- _WHAT TO WORK ON_:
1. Reproduce the records that follow the thread on the Sarama metrics memory leak, line for line and without any change.
2. Carry on the thread about the memory leak in Sarama's metrics library, starting after its last sentence.
— start of TEXT BLOCK —
IBM / sarama

Sarama is a Go library for Apache Kafka.
MIT License
11.44k stars 1.75k forks source link

Metrics library leaks memory #897

Closed gdutliuyun827 closed 6 years ago

gdutliuyun827 commented 7 years ago
Versions

Please specify real version numbers or git SHAs, not just "Latest" since that changes fairly regularly. Sarama Version:46dabe0f34a162d428640a0e9714eea9079e7ee2 Kafka Version: kafka_2.11-0.10.1.0.tgz Go Version:1.8

Configuration

What configuration values are you using for Sarama and Kafka?

Logs

When filing an issue please provide logs from Sarama and Kafka if at all possible. You can set sarama.Logger to a log.Logger to capture Sarama debug output.

Problem Description

the Problem is metrics lib. the function is below. When call Broker.Open cause new StandardMeter,but when Broker.Close does't destory it.

func NewMeter() Meter { if UseNilMetrics { return NilMeter{} } m := newStandardMeter() arbiter.Lock() defer arbiter.Unlock() arbiter.meters = append(arbiter.meters, m) if !arbiter.started { arbiter.started = true go arbiter.tick() } return m }

eapache commented 7 years ago

The metrics library does not indicate that we need to do anything to clean up unused meters, so I would expect the go garbage-collector to take care of them eventually, once the broker itself is GCed or re-opened. @slaunay perhaps you can shed some light?

slaunay commented 7 years ago

The meter abstraction relies on a single goroutine for computing rates instead of one per meter. This means that each meter is referenced by a global meterArbitrer struct and never gets garbage collected indeed 😢, see: https://github.com/rcrowley/go-metrics/blob/f770e6f5e91a8770cecee02d5d3f7c00b023b4df/meter.go#L230

This would lead to memory leaks:

It does not seem possible in go-metrics to unregister the meter and get that reference removed (even if we do not unregister the metrics in Sarama today)... Note that we do not use timer metrics but that would result in the same issue as the StandardTimer struct uses a meter under the hood...
— end of TEXT BLOCK —
— start of MATERIALS PROVIDED —
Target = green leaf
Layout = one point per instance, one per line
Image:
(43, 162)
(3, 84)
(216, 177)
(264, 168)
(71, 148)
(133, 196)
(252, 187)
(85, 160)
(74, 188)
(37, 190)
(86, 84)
— end of MATERIALS PROVIDED —
- _ANSWERS FOR THE TASKS_:
1.
Target = green leaf
Layout = one point per instance, one per line
Image:
(43, 162)
(3, 84)
(216, 177)
(264, 168)
(71, 148)
(133, 196)
(252, 187)
(85, 160)
(74, 188)
(37, 190)
(86, 84)

2.
Looks like this needs to be fixed in go-metrics first and we would also have to use Registry#Unregister(string) or something, see:

lday0321 commented 7 years ago

Before go-metircs solving this leak problem, i think disable metrics collection metrics.UseNilMetrics=truewill be an workaround

soar-zhengjian commented 7 years ago

Me too. When frequence Call Client.GetOffset and Client.Close, Cause Memory Leak. Because Client.GetOffset will call Broker.Open.

slaunay commented 7 years ago

@lday0321 You can also workaround that memory leak without requiring changes upstream. Disabling the metrics by default to re-enable them later on sounds confusing to me against the end user.

@soar-zhengjian I believe that would be the case if you were to "reopen" a Broker with a different broker id every time. Do you have some numbers about that amount of memory leaked in your application over time related to that use case?

lday0321 commented 7 years ago

@slaunay according to my test, after "reopen" Broker 778827 times, the pprof shows that the memory leak will be 939.05MB (almost 1k/time)

Entering interactive mode (type "help" for commands)
(pprof) top 20 sarama
939.05MB of 949.56MB total (98.89%)
Dropped 205 nodes (cum <= 4.75MB)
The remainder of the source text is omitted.